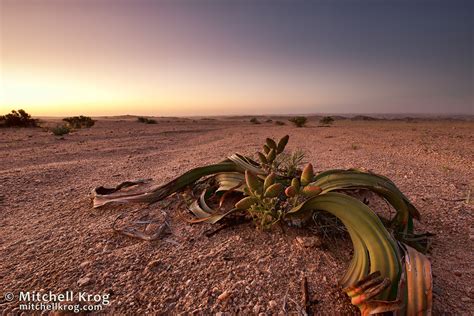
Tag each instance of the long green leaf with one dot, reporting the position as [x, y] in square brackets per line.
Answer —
[354, 179]
[103, 196]
[364, 227]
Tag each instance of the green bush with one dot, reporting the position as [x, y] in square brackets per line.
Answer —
[327, 120]
[79, 121]
[60, 130]
[146, 120]
[299, 121]
[17, 119]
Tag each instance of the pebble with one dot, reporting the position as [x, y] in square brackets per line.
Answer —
[83, 281]
[256, 309]
[272, 304]
[225, 295]
[84, 264]
[309, 242]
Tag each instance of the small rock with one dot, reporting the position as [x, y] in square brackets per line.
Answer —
[84, 264]
[225, 295]
[84, 281]
[309, 242]
[256, 309]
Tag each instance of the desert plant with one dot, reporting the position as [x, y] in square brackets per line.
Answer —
[146, 120]
[388, 272]
[17, 119]
[326, 120]
[299, 121]
[60, 130]
[79, 121]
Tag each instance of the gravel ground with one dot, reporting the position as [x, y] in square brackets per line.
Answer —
[52, 240]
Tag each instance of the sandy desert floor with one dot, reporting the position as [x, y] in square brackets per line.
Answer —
[52, 240]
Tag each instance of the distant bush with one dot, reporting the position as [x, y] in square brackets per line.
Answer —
[60, 130]
[327, 120]
[79, 121]
[17, 119]
[146, 120]
[299, 121]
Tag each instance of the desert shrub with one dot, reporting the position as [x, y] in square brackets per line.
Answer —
[79, 121]
[327, 120]
[60, 130]
[299, 121]
[146, 120]
[17, 119]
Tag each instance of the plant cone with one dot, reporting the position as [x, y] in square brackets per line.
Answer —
[311, 190]
[246, 203]
[274, 190]
[269, 180]
[290, 191]
[252, 181]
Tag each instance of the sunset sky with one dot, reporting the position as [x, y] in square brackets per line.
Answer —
[195, 57]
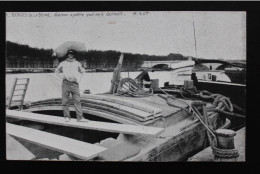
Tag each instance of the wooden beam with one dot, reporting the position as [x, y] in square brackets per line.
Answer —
[16, 151]
[94, 125]
[59, 143]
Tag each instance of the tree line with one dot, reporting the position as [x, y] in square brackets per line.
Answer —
[105, 59]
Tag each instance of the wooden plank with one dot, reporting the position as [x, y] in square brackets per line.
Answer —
[94, 125]
[16, 151]
[123, 101]
[59, 143]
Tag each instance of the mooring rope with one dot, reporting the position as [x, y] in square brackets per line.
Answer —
[129, 87]
[220, 153]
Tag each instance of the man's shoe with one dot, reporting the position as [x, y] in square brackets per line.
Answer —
[67, 119]
[82, 120]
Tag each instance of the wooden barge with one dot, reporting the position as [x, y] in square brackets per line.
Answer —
[175, 135]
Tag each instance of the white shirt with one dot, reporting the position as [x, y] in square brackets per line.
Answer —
[71, 70]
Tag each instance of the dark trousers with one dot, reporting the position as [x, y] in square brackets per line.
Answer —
[73, 88]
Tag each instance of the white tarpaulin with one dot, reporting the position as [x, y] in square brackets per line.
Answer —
[69, 45]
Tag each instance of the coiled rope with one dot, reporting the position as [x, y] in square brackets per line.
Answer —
[129, 87]
[220, 153]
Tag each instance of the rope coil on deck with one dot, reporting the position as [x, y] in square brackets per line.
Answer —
[219, 153]
[129, 87]
[224, 153]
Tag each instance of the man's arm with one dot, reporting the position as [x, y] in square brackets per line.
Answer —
[81, 71]
[59, 72]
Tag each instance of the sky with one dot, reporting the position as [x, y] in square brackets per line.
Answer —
[218, 34]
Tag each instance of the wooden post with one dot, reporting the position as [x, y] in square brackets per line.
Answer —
[116, 73]
[11, 93]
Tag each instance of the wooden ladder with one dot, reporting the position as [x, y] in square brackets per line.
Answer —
[18, 82]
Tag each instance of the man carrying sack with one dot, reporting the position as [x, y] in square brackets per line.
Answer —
[71, 72]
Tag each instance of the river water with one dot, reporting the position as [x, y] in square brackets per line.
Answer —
[47, 85]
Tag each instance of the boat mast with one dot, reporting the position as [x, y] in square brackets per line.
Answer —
[194, 36]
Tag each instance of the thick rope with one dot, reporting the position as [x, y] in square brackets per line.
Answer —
[220, 153]
[129, 87]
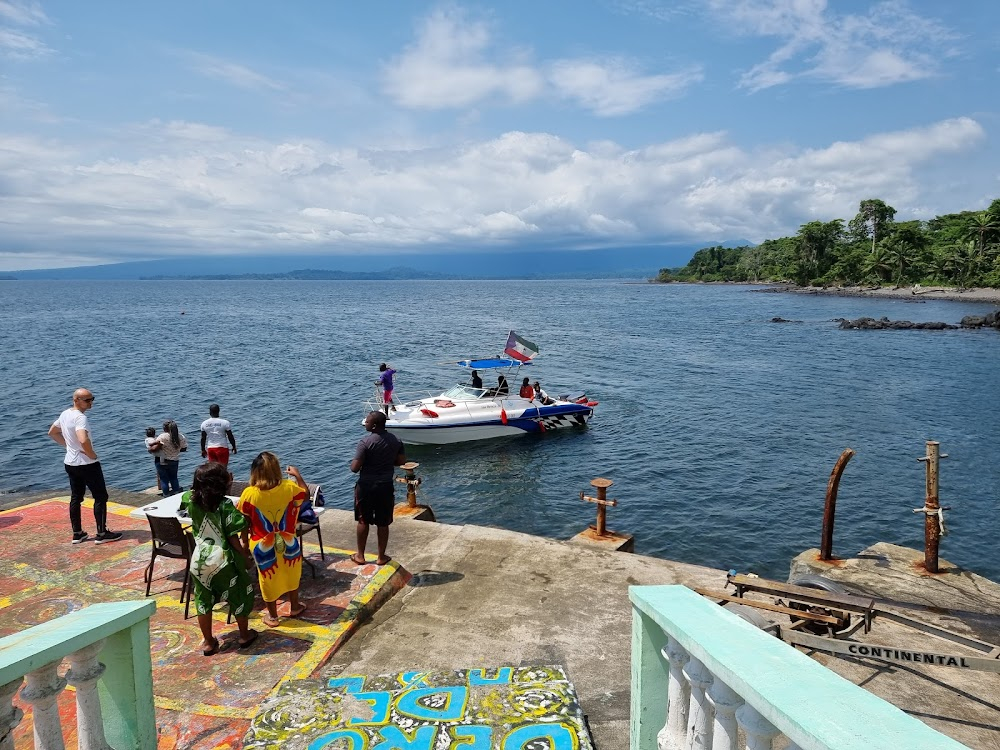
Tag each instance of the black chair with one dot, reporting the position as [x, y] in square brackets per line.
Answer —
[171, 540]
[306, 528]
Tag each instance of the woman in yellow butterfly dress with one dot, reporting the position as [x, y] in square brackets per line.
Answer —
[271, 503]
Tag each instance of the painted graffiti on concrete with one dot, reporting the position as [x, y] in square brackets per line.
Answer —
[505, 708]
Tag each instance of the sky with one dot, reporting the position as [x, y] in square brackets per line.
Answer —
[133, 130]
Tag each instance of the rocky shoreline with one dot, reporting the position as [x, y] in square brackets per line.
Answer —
[914, 293]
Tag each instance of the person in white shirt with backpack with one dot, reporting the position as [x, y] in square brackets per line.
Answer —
[72, 431]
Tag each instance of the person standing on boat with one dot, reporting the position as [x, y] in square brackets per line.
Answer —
[385, 380]
[377, 454]
[214, 433]
[72, 431]
[541, 396]
[526, 390]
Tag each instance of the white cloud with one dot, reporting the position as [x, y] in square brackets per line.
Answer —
[446, 67]
[229, 72]
[16, 45]
[248, 195]
[613, 87]
[889, 44]
[23, 12]
[454, 64]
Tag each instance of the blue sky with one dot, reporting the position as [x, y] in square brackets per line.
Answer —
[133, 130]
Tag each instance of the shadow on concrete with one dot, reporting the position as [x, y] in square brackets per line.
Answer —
[435, 577]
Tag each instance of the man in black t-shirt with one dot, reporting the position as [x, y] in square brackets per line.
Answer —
[377, 455]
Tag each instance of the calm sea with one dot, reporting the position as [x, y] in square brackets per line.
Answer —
[718, 427]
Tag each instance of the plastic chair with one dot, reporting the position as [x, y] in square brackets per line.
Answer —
[306, 528]
[171, 540]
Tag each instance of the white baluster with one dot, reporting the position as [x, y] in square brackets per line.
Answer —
[759, 730]
[10, 715]
[699, 711]
[83, 674]
[725, 701]
[42, 691]
[674, 732]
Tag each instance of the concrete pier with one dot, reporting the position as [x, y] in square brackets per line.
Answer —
[484, 598]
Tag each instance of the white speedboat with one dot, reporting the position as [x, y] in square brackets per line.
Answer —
[464, 412]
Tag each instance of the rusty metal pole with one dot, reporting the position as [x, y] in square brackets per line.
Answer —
[602, 498]
[412, 481]
[601, 501]
[830, 506]
[932, 504]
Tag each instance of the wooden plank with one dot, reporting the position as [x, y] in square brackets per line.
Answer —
[847, 602]
[796, 613]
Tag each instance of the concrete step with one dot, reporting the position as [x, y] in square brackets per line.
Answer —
[485, 708]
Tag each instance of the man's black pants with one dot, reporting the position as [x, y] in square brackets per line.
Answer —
[81, 478]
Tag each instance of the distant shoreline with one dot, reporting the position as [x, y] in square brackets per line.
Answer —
[916, 293]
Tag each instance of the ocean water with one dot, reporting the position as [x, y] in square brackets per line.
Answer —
[718, 427]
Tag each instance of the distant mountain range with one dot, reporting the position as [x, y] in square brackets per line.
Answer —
[544, 263]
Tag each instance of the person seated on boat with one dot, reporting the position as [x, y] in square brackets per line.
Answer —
[526, 390]
[541, 396]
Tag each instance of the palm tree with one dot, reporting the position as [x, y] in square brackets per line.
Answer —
[878, 264]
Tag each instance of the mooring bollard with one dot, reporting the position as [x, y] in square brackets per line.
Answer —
[599, 535]
[932, 510]
[410, 509]
[830, 505]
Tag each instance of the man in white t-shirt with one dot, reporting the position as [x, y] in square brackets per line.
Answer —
[214, 433]
[72, 431]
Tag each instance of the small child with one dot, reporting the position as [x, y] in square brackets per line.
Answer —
[219, 562]
[150, 439]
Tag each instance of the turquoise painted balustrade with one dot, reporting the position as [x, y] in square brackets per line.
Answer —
[701, 677]
[107, 647]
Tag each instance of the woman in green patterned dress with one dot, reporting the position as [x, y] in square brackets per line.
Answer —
[218, 565]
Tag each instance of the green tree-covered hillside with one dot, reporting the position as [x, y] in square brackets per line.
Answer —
[960, 250]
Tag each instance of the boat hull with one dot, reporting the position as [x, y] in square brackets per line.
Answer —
[417, 428]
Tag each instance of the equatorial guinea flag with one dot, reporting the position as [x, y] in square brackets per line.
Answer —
[519, 348]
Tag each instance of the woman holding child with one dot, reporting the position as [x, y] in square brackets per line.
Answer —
[219, 563]
[271, 503]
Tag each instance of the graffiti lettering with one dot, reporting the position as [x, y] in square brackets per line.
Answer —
[478, 676]
[394, 738]
[559, 737]
[471, 737]
[434, 704]
[917, 657]
[353, 736]
[380, 703]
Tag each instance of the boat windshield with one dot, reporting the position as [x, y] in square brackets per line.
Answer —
[462, 391]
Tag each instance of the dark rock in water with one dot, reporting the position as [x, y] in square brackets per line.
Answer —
[990, 320]
[883, 324]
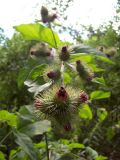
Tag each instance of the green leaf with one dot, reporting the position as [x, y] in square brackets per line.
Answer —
[99, 95]
[26, 144]
[22, 77]
[99, 80]
[81, 56]
[40, 145]
[2, 156]
[25, 116]
[36, 128]
[38, 32]
[10, 118]
[85, 112]
[102, 113]
[101, 158]
[67, 78]
[103, 59]
[76, 145]
[91, 152]
[35, 88]
[95, 68]
[36, 72]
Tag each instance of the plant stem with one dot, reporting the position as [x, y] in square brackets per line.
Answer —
[47, 150]
[5, 137]
[62, 73]
[53, 35]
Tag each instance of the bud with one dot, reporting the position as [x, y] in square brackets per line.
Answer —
[51, 18]
[67, 127]
[60, 104]
[62, 94]
[79, 66]
[84, 72]
[64, 54]
[83, 97]
[37, 103]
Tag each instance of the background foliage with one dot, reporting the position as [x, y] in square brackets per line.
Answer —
[98, 128]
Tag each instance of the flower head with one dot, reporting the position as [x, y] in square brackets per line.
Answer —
[83, 97]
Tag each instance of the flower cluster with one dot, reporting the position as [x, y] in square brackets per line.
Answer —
[61, 104]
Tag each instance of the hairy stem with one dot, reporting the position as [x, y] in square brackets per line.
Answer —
[5, 137]
[53, 35]
[62, 73]
[47, 150]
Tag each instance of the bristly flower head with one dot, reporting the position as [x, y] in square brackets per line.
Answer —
[60, 104]
[83, 97]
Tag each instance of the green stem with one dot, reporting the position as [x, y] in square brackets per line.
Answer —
[62, 73]
[5, 137]
[47, 150]
[53, 35]
[94, 130]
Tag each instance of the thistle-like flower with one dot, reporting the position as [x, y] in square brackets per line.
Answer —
[64, 53]
[46, 17]
[59, 103]
[67, 127]
[83, 97]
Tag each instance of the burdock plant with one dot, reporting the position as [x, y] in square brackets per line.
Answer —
[53, 81]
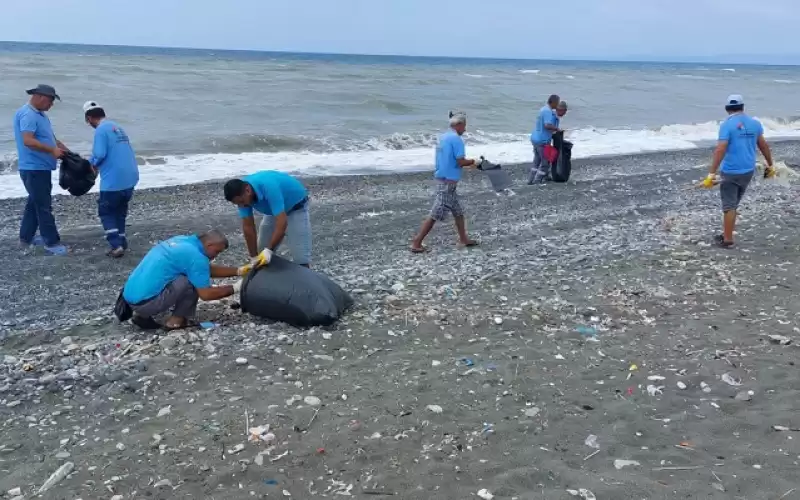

- _Task to complete_:
Copy out every line of the listing where the word "person" occurs.

- _Result_:
Tag each instance of the person in white shirt with backpack with one dot, reporting the position as [x, y] in square brackets per line.
Tag each instance of the person standing on boat with one dot, reporting the position as [x, y] in square brackets per line.
Tag each instance of the person seated on boat with one dot, reporting the position as [x, y] in square brackets per line.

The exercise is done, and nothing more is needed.